---- Text excerpt
Madison in Bloom

Angells add a touch of Charleston
to their downtown Madison garden

By Debra Maylum
Staff Writer

(April 2005) – LeeAnn and Larry Angell describe their garden as being “patterned after southern style, formal and orderly.” The couple often visits Charlestown, S.C., where Larry lived for several years. They admire the beauty and elegance of the gardens they often see there.

LeeAnn and Larry Angell

Photo by Debra Maylum

LeeAnn and Larry Angell will display
their southern-style garden creations
during this year’s Madison in Bloom.

“The gardens there take up the whole yard,” Larry Angell said. “Many people plant a garden around the perimeter of their grass, but our entire back yard is a garden.”
The Angells have used some of the ideas they have seen down south in their own garden. Others will be able to enjoy the Angell’s creation in April and May during the annual “Madison in Bloom” Spring Garden Tour. Sponsored by the Jefferson County Historical Society, the event serves as the unofficial start of the tourist season in Madison, Ind.
The Angells, who live at 807 W. Third St, take pride in their Stella Dore Lillies, a fountain cherry, roses, grasses and much more. “My Japanese Maple is my favorite,” said LeeAnn Angell. “It is a dwarf tree that grows red leaves. It’s beautiful.”
--------
**Task requirements:**
(A) In the article about the Angells' garden, which organization sponsors the Madison in Bloom Spring Garden Tour?
(B) Carry the article about the Angells' garden forward from its final sentence.
---- Available data
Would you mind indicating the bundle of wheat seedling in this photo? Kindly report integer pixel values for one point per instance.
--------
**Answers for the exercise:**
(A) The Jefferson County Historical Society sponsors it.

(B)
The Angells moved into their home eight years ago and began the entire garden from scratch. “We laid out the design and went to work,” said Larry. “We planned it so that during the warm season, something is always in bloom.”
They brought in 28 tons of sand and hundreds of bricks for the pathway. They purchased the bricks, which used to be the downtown Madison High School, from the city. The history of the area is one of the reasons the Angells love Madison, they say, and the old bricks will always remain a part of their garden. After many years of work, the garden is getting so big that they have no room to plant anything else.
“We have to put our tomato plant in a pot on the porch because there is no room for it in the garden,” Larry said.
“Its ongoing,” said LeeAnn. “We aren’t adding anything else, but now we have to start deleting things as some of the plants get bigger. I spend a couple of hours a day out there in the summer.”

LeeAnn and Larry Angell

Photo by Debra Maylum

Garden that is on display for guests
to see what is possible in
their own back yard.

Both LeeAnn and Larry Angel have gardened for as long as they can remember. Both have always gardened as a hobby in addition to working in the landscaping business.
About a year ago, Larry decided it was time to use his 22 years of experience to open his own business. “Its something he always wanted to do,” said LeeAnn. “Gardening is something we have always loved, and one day he just decided it was time.”
The couple has enjoyed sharing their garden in other tours. It was featured in last year’s Mid-Summer Garden Tour.
“Most people come to the tour looking for something different and to get ideas,” LeeAnn said. “We try to mark everything in the garden and we both have the knowledge to talk to people about how they could grow some of the same plants.”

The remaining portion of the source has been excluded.